Challenge:
Show every line of the entries below that contains the word "hull".

Data provided:
+ + + +

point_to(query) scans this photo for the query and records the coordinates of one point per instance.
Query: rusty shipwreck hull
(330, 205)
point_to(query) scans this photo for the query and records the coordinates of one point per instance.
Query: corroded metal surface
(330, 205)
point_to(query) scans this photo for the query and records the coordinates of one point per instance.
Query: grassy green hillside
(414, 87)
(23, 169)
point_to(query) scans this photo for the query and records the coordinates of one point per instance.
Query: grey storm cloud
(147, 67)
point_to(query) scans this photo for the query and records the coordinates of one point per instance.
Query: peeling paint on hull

+ + + +

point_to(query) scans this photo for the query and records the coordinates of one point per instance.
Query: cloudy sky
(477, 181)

+ + + +

Reply:
Query: rusty shipwreck hull
Query: peeling paint on hull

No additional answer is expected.